(Records excerpted from a collection)
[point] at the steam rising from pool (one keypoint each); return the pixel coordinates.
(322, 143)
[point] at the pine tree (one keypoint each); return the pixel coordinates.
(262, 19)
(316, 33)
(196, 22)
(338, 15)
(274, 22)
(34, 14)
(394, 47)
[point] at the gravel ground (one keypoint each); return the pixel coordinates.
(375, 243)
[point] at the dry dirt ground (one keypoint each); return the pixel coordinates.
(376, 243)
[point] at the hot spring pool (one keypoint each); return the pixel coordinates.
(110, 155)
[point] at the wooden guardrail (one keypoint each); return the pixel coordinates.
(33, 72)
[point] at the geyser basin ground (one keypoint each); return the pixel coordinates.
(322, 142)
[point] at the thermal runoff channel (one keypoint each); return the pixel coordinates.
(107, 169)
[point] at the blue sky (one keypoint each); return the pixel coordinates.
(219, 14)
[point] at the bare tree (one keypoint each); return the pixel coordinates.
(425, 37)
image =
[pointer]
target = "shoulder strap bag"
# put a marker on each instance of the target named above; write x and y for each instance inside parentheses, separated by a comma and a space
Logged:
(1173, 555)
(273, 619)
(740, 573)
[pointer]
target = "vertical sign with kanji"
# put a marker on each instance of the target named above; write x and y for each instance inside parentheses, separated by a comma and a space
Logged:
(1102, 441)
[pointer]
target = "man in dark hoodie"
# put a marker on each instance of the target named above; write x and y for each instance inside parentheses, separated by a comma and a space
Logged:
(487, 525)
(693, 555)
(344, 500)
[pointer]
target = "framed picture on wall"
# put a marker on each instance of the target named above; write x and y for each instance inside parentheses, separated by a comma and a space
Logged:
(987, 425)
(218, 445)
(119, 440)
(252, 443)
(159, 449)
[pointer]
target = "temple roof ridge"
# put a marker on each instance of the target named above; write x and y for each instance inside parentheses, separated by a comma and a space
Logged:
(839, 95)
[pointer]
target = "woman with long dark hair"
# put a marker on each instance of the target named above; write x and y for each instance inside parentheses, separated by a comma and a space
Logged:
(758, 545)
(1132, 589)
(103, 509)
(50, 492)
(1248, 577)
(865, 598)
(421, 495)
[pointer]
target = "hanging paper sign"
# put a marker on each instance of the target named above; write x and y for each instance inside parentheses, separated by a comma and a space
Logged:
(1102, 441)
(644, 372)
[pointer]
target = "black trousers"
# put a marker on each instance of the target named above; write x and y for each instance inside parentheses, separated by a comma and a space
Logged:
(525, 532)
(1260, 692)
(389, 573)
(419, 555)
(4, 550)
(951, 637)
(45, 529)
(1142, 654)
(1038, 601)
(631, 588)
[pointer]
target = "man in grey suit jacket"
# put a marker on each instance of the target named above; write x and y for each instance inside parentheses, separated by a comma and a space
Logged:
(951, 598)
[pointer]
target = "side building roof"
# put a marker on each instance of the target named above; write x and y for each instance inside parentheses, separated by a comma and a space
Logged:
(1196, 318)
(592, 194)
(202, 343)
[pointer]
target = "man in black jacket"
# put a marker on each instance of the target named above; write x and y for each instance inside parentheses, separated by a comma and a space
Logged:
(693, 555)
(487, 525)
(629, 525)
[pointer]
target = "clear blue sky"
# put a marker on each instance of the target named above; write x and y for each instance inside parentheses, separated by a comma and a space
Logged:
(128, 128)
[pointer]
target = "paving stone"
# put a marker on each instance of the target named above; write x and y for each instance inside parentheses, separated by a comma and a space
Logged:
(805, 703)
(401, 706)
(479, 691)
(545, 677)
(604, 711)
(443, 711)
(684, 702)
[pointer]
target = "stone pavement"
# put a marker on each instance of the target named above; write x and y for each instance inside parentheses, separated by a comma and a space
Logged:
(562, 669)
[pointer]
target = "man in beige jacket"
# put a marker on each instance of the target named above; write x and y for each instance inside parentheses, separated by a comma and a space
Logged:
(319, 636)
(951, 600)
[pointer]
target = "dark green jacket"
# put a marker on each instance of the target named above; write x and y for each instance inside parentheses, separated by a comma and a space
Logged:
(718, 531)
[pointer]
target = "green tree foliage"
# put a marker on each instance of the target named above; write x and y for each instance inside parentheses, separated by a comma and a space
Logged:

- REQUIRED ACTION
Copy each line in the entries above where "stone" turns up.

- TASK RESPONSE
target = "paving stone"
target = "stone pavement"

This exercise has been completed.